> [YOUR GOAL]
Send back every record exactly.

Segment Start: SUPPLIED INFORMATION

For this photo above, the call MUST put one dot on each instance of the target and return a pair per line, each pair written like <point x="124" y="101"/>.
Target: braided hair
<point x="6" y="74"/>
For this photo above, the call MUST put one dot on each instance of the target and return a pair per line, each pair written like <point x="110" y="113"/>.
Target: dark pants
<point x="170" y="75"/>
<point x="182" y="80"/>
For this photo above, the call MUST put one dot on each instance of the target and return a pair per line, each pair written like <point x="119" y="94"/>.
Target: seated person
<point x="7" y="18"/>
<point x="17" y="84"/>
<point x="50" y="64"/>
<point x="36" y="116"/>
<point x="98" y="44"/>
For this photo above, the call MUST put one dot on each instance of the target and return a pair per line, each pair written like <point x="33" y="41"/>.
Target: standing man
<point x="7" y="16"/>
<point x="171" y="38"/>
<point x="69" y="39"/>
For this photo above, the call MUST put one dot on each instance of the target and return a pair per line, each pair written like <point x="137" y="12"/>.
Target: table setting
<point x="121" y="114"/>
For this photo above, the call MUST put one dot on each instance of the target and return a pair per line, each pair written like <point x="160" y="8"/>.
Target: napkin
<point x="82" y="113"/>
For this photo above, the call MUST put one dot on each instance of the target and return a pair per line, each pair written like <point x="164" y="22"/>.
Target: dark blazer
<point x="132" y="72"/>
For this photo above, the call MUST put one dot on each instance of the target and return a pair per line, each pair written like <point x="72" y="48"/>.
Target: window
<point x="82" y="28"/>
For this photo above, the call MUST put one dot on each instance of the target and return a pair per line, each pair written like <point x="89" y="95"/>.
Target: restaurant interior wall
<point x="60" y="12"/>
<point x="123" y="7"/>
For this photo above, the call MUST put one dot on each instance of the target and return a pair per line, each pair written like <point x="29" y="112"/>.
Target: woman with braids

Segment End: SUPPLIED INFORMATION

> [ANSWER BOX]
For this photo above, the call MUST put one dot on each instance of the target and return a pair per line, each pair written like <point x="124" y="101"/>.
Target: braided hair
<point x="6" y="74"/>
For this photo above, the call MUST put one dot on each instance of the target and return a pair per line, each pair written like <point x="110" y="113"/>.
Target: dark pants
<point x="170" y="75"/>
<point x="182" y="80"/>
For this photo above, the call MUST put one dot on each instance of the target and return a pair per line, each pair written like <point x="119" y="94"/>.
Target: seated person
<point x="7" y="18"/>
<point x="17" y="84"/>
<point x="50" y="64"/>
<point x="36" y="116"/>
<point x="98" y="44"/>
For this photo above, the call MUST put one dot on each instance of the target and return a pair per line, each pair written like <point x="33" y="41"/>.
Target: standing man
<point x="7" y="16"/>
<point x="171" y="38"/>
<point x="69" y="39"/>
For this photo above, the call MUST put one dot on each instance of the target and return a pair per line, each pair written like <point x="137" y="12"/>.
Target: table setting
<point x="121" y="114"/>
For this photo above, the call MUST put one dot on each instance of the target and return a pair per line, each pair written like <point x="160" y="8"/>.
Target: napkin
<point x="82" y="113"/>
For this photo above, the call MUST put one dot on each instance of the target and return a pair per line, each pair written like <point x="164" y="22"/>.
Target: dark blazer
<point x="132" y="72"/>
For this photo above, the call MUST put one dot on each instance of the target and return a pair per line, each pair written like <point x="72" y="48"/>.
Target: window
<point x="82" y="28"/>
For this photo above, the call MUST put one dot on each instance of the target and return a pair per line, each pair written like <point x="89" y="95"/>.
Target: restaurant interior wall
<point x="60" y="12"/>
<point x="123" y="7"/>
For this photo above, the call MUST put one dot on each instance of the target and return a pair per line, each pair written like <point x="29" y="112"/>.
Target: woman with braids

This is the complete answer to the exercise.